Convert the part of the listing that opens with the line containing "target: green field" and closes with the line containing "POLYGON ((18 104, 11" into a numbered list, one line per item and no blank lines.
>> START DATA SUPPLIED
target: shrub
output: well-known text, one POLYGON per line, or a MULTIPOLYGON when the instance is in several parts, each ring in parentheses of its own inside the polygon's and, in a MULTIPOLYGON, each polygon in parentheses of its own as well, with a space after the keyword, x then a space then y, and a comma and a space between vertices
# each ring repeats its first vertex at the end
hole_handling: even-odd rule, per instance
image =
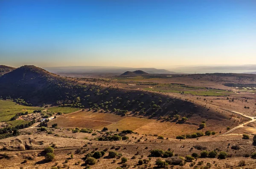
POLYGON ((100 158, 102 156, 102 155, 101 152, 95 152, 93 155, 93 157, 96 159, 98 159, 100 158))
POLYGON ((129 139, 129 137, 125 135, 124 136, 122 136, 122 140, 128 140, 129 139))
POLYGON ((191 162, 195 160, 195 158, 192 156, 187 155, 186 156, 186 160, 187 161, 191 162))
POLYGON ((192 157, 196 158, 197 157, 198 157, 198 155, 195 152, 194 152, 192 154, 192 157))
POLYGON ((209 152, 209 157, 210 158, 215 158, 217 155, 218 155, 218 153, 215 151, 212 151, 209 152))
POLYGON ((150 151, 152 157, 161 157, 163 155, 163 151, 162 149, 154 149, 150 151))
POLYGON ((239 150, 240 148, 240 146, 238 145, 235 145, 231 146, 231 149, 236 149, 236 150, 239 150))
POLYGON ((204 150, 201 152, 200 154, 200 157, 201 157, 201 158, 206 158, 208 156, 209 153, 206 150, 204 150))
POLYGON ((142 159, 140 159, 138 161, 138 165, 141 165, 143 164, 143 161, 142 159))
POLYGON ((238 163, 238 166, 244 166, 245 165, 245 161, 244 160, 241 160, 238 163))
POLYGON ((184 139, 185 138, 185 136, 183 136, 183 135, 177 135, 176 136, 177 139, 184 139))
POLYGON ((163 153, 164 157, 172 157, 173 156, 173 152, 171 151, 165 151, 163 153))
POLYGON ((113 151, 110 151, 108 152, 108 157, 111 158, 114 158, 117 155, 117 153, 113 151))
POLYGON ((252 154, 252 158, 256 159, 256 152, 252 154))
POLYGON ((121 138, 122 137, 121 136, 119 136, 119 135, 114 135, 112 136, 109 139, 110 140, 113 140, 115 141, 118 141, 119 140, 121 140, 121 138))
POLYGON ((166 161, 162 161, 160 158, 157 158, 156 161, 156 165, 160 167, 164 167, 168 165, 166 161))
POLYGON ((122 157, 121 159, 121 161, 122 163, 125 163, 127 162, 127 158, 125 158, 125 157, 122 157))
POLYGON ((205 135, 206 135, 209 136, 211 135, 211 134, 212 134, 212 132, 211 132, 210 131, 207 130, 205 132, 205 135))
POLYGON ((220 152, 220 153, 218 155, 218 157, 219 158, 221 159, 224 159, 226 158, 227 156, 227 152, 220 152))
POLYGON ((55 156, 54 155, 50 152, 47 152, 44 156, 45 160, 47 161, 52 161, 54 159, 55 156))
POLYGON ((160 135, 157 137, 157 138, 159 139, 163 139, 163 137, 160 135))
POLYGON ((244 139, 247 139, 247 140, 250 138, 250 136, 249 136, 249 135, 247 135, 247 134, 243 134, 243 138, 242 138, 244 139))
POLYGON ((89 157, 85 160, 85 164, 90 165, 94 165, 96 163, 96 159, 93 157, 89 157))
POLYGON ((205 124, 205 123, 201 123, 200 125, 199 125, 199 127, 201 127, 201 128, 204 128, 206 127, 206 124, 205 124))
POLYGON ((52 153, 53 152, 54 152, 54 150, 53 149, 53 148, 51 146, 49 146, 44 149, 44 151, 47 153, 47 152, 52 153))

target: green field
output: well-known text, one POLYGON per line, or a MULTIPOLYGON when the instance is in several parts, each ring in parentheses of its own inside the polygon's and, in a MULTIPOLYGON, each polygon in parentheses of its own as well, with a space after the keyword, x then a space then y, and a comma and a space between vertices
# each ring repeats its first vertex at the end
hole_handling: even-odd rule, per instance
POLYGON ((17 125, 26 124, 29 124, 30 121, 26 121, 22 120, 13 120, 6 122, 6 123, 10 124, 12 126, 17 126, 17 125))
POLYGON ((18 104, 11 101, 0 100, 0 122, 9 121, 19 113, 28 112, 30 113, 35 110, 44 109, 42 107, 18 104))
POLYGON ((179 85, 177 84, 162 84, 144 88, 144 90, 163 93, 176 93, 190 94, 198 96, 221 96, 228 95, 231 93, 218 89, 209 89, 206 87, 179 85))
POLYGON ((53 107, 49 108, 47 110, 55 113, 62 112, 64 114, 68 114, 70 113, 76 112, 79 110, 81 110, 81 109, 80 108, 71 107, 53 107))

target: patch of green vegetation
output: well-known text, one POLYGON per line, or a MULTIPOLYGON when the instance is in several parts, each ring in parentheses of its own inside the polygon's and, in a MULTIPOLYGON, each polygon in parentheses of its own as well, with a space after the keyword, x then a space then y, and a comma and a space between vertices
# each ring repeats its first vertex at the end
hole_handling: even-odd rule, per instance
>> END DATA SUPPLIED
* ANSWER IN FULL
1. target: green field
2. output: well-known text, one POLYGON per line, or a MULTIPOLYGON when the instance is in several parts, each ring in parentheses of its own inside the polygon's and, in a MULTIPOLYGON, each polygon in parentheses of its own as well, with a space after the keyword, x then a space then y, and a comma and a space between vertices
3. # each ring repeats its first vertex at the end
4. hole_handling: even-odd rule, per instance
5. POLYGON ((17 125, 26 124, 29 124, 30 121, 26 121, 22 120, 13 120, 6 122, 6 123, 10 124, 12 126, 17 126, 17 125))
6. POLYGON ((18 104, 11 101, 0 100, 0 122, 9 121, 19 113, 28 112, 30 113, 35 110, 44 109, 42 107, 18 104))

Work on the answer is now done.